=== SUPPLIED MATERIAL ===

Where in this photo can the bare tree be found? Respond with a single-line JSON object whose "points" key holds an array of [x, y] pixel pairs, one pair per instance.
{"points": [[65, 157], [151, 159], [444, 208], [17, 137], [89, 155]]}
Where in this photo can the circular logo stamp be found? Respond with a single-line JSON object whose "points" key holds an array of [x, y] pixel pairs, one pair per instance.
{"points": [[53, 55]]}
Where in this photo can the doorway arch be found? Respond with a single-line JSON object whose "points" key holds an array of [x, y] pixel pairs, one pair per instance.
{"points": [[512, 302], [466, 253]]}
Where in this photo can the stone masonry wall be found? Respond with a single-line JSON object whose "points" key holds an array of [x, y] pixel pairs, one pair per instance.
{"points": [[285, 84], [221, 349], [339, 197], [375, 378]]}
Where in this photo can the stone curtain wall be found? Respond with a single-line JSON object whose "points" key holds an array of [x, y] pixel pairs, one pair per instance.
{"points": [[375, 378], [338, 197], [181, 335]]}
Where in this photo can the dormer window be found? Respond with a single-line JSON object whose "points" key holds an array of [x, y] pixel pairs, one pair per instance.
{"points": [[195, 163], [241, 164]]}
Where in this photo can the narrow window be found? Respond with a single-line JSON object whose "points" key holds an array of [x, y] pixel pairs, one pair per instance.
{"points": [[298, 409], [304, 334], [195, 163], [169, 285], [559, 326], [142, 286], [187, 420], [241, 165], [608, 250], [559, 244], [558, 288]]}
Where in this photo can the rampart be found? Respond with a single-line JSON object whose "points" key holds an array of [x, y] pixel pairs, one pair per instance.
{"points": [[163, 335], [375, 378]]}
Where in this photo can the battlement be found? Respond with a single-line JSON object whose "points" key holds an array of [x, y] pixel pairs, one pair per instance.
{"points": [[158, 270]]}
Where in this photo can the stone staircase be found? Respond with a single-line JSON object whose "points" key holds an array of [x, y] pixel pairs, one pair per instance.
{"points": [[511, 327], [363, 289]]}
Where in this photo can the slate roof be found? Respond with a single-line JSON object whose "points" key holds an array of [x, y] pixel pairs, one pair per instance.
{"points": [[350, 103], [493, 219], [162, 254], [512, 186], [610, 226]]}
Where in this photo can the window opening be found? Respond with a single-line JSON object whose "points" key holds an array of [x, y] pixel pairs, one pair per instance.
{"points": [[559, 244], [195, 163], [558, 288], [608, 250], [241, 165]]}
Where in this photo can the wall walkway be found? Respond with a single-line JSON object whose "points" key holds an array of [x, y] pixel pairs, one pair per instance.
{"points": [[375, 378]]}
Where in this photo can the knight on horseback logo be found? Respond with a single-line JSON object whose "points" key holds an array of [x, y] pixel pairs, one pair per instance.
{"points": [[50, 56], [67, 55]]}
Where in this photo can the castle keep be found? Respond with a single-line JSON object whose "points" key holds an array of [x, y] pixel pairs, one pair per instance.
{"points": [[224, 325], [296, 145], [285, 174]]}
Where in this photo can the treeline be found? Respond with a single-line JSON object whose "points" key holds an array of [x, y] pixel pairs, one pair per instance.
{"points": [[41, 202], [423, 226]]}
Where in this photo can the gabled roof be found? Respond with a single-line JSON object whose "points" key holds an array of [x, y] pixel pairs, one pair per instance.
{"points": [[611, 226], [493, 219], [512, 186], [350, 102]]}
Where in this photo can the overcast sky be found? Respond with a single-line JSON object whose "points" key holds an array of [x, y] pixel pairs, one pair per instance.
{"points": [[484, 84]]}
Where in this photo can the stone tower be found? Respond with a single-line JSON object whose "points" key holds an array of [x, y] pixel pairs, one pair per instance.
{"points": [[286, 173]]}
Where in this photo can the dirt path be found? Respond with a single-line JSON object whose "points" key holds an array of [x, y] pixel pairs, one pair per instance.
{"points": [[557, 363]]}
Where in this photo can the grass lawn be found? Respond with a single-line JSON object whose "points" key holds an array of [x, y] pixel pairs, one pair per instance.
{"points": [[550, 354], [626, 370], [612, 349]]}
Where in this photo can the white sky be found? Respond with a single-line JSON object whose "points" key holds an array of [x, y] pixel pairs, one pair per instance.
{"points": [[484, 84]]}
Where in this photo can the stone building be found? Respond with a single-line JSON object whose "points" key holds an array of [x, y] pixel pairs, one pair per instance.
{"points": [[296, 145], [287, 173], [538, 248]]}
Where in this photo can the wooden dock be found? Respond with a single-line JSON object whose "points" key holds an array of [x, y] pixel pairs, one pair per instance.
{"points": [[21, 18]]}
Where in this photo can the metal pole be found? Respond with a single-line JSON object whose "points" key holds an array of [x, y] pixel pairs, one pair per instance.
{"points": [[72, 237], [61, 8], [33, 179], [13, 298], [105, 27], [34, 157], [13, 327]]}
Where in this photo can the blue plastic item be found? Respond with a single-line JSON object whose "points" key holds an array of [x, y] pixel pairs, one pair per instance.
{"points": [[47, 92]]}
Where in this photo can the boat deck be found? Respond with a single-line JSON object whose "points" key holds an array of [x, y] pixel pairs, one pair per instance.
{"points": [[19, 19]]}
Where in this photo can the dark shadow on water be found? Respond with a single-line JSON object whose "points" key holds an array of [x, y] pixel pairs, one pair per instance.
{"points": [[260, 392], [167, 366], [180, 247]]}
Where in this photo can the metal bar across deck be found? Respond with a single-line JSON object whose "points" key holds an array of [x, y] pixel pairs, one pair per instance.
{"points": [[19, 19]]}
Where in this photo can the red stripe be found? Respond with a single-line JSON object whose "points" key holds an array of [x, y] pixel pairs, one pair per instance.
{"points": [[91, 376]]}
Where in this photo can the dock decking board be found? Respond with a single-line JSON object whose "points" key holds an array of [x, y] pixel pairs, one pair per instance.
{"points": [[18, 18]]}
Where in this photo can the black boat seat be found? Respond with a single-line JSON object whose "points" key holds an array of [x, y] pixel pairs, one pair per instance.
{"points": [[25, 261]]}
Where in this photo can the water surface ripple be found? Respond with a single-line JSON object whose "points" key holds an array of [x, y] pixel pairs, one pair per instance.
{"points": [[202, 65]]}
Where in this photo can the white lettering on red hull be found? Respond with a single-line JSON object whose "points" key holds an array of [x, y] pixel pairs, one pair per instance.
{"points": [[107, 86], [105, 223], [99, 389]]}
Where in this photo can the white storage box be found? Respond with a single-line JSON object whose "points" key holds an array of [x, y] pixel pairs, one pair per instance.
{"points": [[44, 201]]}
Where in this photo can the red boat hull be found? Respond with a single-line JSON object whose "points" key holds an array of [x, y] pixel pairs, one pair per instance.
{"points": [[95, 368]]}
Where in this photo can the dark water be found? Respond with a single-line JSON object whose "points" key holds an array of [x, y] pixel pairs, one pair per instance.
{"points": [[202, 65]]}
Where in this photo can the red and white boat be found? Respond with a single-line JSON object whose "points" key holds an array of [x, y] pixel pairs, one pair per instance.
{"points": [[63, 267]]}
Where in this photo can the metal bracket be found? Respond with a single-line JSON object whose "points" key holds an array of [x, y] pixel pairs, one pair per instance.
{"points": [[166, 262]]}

===

GIVEN REQUEST:
Recast the lines of the listing above as a numbered list, from the line containing "Where in this photo can the metal bracket" through the final line, and omit any blank lines.

RESULT OF THE TASK:
1. Where in this photo can the metal bracket be found? Respond with a single-line JSON object whose "points" key holds an array of [x, y] pixel pairs, one pair per instance.
2. {"points": [[166, 262]]}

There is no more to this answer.